> **WORK TO BE COMPLETED**: Write out every single entry exactly.

> **Records contained in a dataset**:
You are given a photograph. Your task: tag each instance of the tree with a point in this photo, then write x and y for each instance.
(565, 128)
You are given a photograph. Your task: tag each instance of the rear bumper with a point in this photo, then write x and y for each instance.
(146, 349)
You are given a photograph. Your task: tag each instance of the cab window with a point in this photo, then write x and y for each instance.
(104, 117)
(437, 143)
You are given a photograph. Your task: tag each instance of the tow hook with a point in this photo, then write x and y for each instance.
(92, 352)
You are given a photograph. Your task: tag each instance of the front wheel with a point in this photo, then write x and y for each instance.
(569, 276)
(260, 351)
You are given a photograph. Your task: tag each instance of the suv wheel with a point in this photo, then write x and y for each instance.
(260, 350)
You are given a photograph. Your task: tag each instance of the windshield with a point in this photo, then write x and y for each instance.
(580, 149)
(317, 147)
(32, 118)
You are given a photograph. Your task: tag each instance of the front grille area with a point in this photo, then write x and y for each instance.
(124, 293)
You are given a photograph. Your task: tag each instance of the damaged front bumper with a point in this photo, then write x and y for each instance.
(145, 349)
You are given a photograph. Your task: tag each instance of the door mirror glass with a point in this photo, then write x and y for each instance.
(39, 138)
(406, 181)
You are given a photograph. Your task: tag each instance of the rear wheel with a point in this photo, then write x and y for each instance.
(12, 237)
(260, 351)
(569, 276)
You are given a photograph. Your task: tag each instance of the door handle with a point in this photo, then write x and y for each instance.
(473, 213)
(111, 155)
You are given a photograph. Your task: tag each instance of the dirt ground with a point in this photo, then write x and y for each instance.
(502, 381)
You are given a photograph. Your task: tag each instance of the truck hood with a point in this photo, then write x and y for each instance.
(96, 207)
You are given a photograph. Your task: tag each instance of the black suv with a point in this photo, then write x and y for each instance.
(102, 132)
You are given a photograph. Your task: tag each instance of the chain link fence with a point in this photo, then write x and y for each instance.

> **OUTPUT OF THE EXERCISE**:
You are given a photograph. Your task: tag each instance of the tree with a point in this photo, then write x and y for each instance.
(565, 128)
You are given a photograph. Your task: tag each instance of the rear bumper with a point in this photo, then write x and y for each instance.
(146, 349)
You are given a photograph. Your task: tag each instance of the cab window with a point in this photo, then write x and y for each instance.
(104, 117)
(437, 143)
You are given a photograph. Your task: tag each instance of the tow hook with a point in this photo, then write x and y for each instance.
(92, 352)
You are given a photograph. Your task: tag each instance of the front wheel with a point in this photo, then write x and y for each instance.
(569, 276)
(260, 351)
You are given a photograph. Your task: tag each instance of the suv wheel with a point in this photo, then write x and y for each instance.
(260, 350)
You are given a photograph. Your task: tag each instance of the windshield with a point in this photo, then write x and y for each instance.
(580, 149)
(317, 147)
(32, 118)
You are given a photograph. Your task: tag each instance of the front grille area with a point in this photo, then write x and y for each instance.
(124, 293)
You are given a photograph. Your task: tag each instance of the damaged front bumper with a point in this photo, then write x and y for each instance.
(145, 349)
You are given a photograph. Your task: tag each instance of the door mirror glass with a point in this photo, then write x and y for each instance.
(39, 138)
(406, 181)
You are given a photograph. Your task: tag each instance of the rear wheel with a point in this photo, then write x and y for each instance.
(12, 237)
(260, 351)
(569, 276)
You are given a photograph. Your task: tag each instance of the door handle with a point in this photo, then write x and y for each instance.
(473, 213)
(111, 155)
You are given a photograph. Your task: tag each instance of the dirt ground with a point in this photo, then write x and y for each instance.
(502, 381)
You are given a photograph. Your task: tag each instance of the truck hood with a point in this photo, then write x and y for each instance.
(96, 207)
You are given a photograph. Your task: tag each instance of the black suv with a point in this photo, then write x and y for each instance.
(102, 132)
You are given a photograph. Your task: tag each instance of the chain link fence with a point in this photo, then write x and y for each instance.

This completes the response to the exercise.